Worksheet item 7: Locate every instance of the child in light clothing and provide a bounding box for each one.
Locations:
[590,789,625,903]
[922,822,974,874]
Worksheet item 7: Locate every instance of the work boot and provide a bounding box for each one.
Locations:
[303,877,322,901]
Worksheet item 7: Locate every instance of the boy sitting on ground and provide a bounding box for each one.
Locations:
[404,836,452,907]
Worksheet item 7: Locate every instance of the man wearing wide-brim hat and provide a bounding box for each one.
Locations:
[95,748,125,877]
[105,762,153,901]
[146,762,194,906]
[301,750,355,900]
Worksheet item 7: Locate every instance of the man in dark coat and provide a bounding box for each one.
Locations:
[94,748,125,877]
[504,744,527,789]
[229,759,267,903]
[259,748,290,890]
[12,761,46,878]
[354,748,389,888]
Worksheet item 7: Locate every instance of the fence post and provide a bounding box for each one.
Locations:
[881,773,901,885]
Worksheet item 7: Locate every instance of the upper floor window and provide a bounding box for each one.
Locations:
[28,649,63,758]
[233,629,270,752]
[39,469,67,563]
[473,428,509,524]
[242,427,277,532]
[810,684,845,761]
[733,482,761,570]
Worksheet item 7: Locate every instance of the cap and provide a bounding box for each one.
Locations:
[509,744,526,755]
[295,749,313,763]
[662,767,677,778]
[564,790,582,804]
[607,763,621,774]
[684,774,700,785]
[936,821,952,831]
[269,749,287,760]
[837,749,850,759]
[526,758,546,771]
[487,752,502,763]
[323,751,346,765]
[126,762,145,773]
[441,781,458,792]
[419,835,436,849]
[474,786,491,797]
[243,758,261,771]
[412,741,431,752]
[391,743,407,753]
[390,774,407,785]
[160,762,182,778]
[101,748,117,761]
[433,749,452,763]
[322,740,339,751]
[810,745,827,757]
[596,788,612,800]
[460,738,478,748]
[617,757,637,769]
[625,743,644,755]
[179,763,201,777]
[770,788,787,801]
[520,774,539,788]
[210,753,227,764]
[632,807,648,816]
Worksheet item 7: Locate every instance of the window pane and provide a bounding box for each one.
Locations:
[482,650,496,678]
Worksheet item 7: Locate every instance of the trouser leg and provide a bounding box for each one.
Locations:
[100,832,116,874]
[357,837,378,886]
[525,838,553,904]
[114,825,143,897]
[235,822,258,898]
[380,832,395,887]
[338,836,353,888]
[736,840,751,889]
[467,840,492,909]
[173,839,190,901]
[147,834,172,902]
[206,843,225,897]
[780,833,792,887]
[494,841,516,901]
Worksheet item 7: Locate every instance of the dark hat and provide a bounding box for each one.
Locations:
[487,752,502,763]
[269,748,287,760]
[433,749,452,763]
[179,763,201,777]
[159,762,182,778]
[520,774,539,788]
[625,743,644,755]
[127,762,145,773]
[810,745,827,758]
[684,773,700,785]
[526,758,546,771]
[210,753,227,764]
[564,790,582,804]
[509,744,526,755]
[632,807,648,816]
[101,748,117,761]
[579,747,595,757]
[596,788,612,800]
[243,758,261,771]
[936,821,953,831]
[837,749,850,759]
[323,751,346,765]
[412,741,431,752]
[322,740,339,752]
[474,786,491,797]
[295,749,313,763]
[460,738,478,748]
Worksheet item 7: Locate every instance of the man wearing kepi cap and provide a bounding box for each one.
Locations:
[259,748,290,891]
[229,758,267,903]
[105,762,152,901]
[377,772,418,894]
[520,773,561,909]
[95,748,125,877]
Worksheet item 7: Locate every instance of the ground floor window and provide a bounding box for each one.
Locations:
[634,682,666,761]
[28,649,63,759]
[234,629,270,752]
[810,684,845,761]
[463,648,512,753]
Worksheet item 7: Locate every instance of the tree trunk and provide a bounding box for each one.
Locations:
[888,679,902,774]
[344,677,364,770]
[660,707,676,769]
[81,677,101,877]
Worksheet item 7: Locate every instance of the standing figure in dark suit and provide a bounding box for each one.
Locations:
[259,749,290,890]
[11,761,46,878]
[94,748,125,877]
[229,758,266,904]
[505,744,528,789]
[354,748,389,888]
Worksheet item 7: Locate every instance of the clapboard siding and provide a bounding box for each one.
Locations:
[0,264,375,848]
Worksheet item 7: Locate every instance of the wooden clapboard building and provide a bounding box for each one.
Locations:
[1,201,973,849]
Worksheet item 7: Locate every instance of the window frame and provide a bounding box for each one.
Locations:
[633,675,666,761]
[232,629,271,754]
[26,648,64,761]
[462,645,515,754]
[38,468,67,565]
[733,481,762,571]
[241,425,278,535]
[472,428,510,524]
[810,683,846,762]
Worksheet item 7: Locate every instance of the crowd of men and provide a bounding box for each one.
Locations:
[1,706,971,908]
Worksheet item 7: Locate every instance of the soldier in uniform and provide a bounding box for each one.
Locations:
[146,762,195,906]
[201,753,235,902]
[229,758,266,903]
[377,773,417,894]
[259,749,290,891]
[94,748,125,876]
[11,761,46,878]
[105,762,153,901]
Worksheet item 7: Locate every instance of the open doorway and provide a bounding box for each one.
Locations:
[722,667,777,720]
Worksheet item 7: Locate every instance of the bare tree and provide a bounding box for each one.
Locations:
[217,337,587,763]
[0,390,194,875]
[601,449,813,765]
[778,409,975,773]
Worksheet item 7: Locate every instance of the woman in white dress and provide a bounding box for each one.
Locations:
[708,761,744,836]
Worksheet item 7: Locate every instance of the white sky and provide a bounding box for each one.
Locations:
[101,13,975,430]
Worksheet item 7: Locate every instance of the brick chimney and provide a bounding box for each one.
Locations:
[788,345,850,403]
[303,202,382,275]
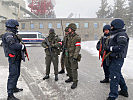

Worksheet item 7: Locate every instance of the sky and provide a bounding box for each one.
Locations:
[54,0,114,18]
[24,0,114,18]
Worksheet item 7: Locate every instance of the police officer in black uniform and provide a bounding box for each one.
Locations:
[2,19,26,100]
[104,19,129,100]
[96,25,111,83]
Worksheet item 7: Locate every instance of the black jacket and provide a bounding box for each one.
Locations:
[108,29,129,58]
[2,31,22,58]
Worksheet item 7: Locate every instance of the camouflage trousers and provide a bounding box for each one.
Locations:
[65,57,78,83]
[45,54,59,75]
[61,53,65,70]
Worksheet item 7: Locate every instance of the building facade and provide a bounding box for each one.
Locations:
[0,0,26,20]
[0,18,113,41]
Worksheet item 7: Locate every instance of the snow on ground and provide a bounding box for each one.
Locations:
[0,66,8,99]
[0,66,34,99]
[81,38,133,79]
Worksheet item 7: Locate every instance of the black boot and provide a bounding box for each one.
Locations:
[100,79,109,83]
[55,75,58,81]
[65,77,73,83]
[107,97,115,100]
[119,90,129,97]
[58,69,65,74]
[7,95,19,100]
[43,75,49,80]
[71,82,77,89]
[13,88,23,93]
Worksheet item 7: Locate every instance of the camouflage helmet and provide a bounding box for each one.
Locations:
[49,28,55,33]
[65,27,69,32]
[68,23,77,31]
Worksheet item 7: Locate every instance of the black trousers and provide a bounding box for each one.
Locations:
[7,57,21,96]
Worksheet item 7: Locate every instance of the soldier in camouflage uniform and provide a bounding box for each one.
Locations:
[65,23,81,89]
[42,28,62,81]
[59,27,69,74]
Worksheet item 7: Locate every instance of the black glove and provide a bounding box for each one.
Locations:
[104,46,110,51]
[72,58,77,63]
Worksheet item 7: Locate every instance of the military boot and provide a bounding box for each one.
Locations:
[43,75,49,80]
[106,97,115,100]
[55,75,58,81]
[71,82,78,89]
[13,88,23,93]
[7,95,19,100]
[58,69,65,74]
[100,79,109,83]
[65,77,73,83]
[119,90,129,97]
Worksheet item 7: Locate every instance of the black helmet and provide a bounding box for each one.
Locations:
[65,27,69,32]
[103,25,111,32]
[111,19,125,29]
[5,19,19,28]
[49,28,55,33]
[68,23,77,31]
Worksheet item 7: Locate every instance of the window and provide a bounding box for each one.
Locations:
[75,23,79,28]
[57,23,61,28]
[38,34,44,39]
[94,33,98,40]
[30,24,34,29]
[21,23,25,29]
[85,34,89,38]
[103,23,106,27]
[66,23,70,27]
[84,23,88,28]
[94,23,98,28]
[39,23,44,29]
[19,34,37,38]
[48,23,52,28]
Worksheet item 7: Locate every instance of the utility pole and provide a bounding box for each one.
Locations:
[17,3,20,19]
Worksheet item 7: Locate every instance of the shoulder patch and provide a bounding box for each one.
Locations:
[119,36,127,39]
[6,35,13,38]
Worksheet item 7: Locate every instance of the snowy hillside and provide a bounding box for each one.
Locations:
[81,38,133,79]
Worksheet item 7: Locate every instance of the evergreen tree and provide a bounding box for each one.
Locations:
[127,0,133,36]
[97,0,112,18]
[113,0,127,18]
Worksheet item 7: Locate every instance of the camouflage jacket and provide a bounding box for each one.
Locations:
[61,34,68,57]
[96,34,110,55]
[66,32,81,59]
[62,34,68,50]
[42,35,62,55]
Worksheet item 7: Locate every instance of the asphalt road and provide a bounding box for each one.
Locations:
[0,46,133,100]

What you have to do >>
In the entries above, which lines hold the word "floor"? Copy them out.

Answer to this task >>
Worksheet item 7: Locate every instance of the upper floor window and provide a bounding box for each one.
Worksheet item 7: Locate every instance of the ground floor window and provide a bounding box for each one.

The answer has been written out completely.